Begin EXTRACTED INFORMATION
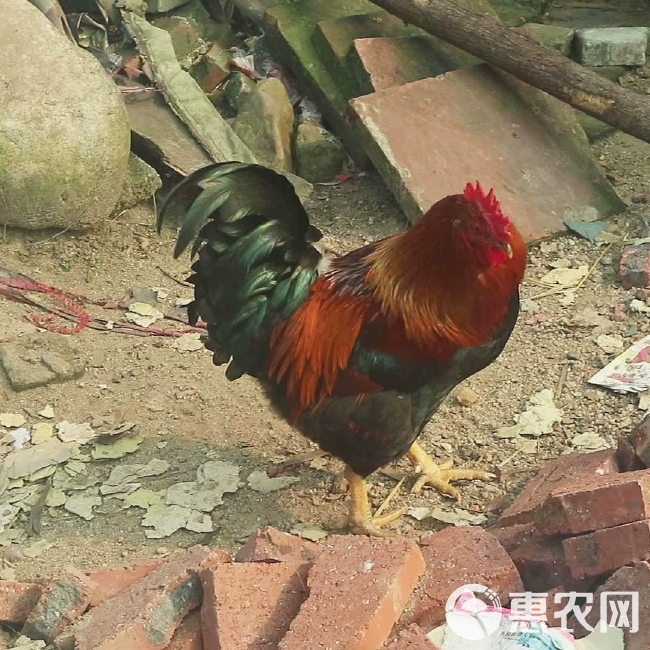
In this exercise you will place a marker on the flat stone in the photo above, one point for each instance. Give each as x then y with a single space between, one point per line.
End EXTRACTED INFORMATION
Begin EXTRACTED INFORMATION
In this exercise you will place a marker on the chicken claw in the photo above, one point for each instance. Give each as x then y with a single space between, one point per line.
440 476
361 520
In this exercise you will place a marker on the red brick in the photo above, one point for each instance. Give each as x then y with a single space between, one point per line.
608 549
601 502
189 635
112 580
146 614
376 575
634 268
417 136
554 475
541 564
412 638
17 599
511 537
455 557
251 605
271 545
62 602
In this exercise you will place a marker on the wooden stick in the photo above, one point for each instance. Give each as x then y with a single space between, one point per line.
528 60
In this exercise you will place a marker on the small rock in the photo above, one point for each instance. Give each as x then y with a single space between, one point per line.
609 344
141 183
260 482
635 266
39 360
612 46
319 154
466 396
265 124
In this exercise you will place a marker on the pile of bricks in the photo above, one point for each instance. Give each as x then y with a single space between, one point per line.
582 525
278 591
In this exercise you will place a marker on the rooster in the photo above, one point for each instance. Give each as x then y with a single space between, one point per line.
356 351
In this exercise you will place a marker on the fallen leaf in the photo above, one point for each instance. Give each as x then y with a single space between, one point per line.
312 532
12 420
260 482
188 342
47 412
End EXTRACTED INFORMATION
Begin EXTRACTED INFORMATION
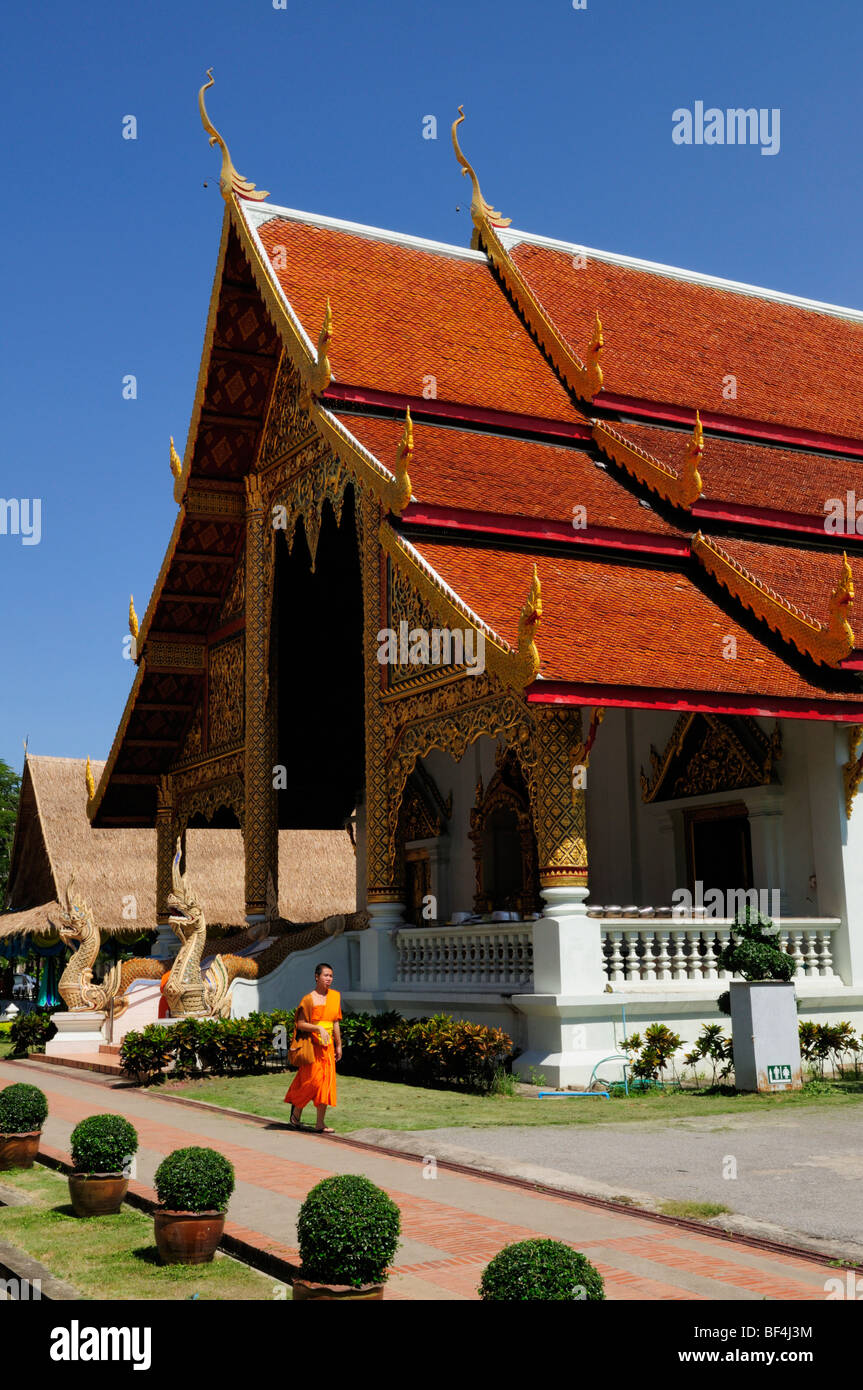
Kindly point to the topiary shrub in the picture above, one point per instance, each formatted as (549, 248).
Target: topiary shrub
End EXTRACTED INFORMATION
■ TASK TO CARRY OUT: Collect every line above that contains the word "shrub" and copy each one in full, treating uppercase and lowercase letters as different.

■ TASK ANSWER:
Kindly point to the topiary shrub in the picture above, one point per instance, each formatted as (549, 248).
Target: topiary shrub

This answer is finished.